:: AVAILABLE DATA ::
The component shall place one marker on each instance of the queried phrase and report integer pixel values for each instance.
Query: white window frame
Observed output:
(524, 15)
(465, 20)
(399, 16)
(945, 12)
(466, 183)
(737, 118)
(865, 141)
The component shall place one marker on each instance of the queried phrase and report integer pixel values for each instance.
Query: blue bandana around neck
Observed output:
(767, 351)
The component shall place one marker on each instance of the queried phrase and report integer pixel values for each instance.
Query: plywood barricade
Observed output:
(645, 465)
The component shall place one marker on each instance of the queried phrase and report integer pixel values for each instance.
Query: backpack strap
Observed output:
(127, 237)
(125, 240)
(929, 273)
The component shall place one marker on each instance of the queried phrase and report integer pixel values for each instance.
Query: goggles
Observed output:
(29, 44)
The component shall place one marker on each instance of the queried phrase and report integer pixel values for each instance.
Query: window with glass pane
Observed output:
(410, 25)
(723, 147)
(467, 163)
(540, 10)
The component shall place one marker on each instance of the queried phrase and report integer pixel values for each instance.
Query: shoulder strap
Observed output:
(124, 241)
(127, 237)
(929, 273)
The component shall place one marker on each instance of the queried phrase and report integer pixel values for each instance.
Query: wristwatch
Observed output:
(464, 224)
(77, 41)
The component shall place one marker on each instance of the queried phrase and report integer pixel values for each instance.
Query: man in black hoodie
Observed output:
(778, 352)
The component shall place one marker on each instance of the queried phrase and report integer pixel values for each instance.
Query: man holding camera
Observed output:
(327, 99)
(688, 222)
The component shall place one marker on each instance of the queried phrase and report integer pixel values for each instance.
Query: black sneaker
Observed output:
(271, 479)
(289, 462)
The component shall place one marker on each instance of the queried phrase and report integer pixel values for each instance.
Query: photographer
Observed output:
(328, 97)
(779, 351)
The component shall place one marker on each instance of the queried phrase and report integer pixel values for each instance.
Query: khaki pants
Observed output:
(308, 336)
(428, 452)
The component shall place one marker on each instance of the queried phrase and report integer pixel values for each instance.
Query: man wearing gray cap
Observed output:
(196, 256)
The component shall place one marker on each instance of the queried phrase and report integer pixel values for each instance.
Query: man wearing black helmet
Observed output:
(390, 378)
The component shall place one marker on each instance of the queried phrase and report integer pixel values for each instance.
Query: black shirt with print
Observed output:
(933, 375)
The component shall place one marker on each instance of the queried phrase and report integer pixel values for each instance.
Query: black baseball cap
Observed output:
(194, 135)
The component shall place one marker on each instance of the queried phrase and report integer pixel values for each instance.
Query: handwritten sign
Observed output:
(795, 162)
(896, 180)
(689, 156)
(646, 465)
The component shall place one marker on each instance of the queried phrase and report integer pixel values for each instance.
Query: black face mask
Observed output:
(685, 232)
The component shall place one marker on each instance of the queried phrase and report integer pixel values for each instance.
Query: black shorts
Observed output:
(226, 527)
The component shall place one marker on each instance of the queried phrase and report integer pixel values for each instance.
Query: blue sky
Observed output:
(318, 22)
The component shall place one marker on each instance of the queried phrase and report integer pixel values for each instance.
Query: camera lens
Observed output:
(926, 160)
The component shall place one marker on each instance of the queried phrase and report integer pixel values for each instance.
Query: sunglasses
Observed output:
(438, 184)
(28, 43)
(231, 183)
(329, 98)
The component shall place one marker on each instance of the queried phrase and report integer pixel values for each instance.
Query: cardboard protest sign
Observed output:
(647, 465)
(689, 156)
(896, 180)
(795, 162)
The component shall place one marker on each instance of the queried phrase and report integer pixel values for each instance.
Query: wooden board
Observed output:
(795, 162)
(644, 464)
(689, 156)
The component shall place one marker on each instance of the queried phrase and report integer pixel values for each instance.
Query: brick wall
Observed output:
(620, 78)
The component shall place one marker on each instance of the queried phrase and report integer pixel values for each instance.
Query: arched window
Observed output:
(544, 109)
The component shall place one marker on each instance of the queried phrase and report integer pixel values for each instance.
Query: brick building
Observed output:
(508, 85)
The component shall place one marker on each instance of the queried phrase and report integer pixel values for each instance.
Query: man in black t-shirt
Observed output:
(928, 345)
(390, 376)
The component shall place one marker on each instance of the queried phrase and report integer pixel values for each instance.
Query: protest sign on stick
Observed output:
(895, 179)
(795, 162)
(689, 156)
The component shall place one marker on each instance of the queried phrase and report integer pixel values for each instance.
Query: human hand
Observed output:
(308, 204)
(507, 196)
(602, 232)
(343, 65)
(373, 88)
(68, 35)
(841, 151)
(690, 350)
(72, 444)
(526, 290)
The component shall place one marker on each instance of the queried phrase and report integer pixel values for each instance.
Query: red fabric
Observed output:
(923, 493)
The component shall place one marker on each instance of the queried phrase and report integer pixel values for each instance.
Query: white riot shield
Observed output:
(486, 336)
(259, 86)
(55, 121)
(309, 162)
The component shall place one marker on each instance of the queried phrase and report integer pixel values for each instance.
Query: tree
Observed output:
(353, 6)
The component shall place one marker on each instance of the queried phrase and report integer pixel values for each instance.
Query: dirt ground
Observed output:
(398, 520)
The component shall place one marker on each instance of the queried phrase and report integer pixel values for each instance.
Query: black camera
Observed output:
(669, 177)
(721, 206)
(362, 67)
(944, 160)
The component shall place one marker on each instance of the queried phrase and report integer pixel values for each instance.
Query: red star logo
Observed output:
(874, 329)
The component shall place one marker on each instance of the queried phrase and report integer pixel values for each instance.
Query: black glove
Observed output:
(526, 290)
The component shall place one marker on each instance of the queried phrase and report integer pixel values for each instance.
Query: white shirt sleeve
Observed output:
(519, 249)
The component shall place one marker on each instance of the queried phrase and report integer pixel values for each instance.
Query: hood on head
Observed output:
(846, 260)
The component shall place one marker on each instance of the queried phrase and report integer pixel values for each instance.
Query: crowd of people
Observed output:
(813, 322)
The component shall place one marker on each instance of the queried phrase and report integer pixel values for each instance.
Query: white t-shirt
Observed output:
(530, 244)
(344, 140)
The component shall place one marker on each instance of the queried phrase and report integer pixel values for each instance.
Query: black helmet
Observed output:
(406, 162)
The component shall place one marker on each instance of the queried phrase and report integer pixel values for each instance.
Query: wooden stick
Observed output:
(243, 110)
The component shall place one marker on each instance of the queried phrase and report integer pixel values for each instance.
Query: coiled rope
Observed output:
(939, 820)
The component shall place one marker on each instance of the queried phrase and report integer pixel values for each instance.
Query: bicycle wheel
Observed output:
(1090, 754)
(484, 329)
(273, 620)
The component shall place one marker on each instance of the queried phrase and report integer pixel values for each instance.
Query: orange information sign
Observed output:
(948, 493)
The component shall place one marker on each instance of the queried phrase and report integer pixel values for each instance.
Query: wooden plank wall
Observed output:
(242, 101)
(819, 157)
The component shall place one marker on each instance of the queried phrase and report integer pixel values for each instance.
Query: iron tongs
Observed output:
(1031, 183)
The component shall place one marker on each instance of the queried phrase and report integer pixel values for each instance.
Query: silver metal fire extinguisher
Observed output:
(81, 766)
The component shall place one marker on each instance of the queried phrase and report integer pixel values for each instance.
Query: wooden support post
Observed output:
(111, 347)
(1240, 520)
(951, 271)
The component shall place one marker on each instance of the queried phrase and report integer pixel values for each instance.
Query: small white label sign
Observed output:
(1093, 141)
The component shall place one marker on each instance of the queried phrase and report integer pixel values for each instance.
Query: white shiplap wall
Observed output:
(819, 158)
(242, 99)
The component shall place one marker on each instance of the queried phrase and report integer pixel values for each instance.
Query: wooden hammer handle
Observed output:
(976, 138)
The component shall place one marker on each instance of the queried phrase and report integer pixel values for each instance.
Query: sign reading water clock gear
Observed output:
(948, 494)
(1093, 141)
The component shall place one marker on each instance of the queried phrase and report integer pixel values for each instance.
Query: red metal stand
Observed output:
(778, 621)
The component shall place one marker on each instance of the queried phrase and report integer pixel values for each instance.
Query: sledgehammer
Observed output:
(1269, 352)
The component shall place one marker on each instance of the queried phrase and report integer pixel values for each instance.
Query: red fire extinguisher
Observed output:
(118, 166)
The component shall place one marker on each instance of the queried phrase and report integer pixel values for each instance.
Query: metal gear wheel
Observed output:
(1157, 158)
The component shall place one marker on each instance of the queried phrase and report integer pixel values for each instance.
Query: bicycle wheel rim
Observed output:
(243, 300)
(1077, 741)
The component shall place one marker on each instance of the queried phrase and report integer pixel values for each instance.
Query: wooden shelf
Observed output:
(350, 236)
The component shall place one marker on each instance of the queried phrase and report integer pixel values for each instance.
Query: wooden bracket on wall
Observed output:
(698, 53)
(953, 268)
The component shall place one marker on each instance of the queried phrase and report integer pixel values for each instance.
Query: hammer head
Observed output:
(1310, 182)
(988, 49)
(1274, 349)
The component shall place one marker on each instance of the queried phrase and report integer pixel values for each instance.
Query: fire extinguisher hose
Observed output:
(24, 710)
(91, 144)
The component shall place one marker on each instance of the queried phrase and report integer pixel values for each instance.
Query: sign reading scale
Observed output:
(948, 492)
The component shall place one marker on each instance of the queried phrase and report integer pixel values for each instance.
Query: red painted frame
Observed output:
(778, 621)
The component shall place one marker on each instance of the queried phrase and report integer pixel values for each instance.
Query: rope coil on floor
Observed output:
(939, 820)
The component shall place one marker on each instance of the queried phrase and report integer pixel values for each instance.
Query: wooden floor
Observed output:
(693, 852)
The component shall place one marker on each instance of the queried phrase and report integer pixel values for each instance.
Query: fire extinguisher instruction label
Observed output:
:::
◆ PROBLEM STATEMENT: Copy out each line from the rows above that contains the string "protest". Match letter case exactly.

◆ THE REPLY:
Query: cardboard protest sign
Query: protest sign on stick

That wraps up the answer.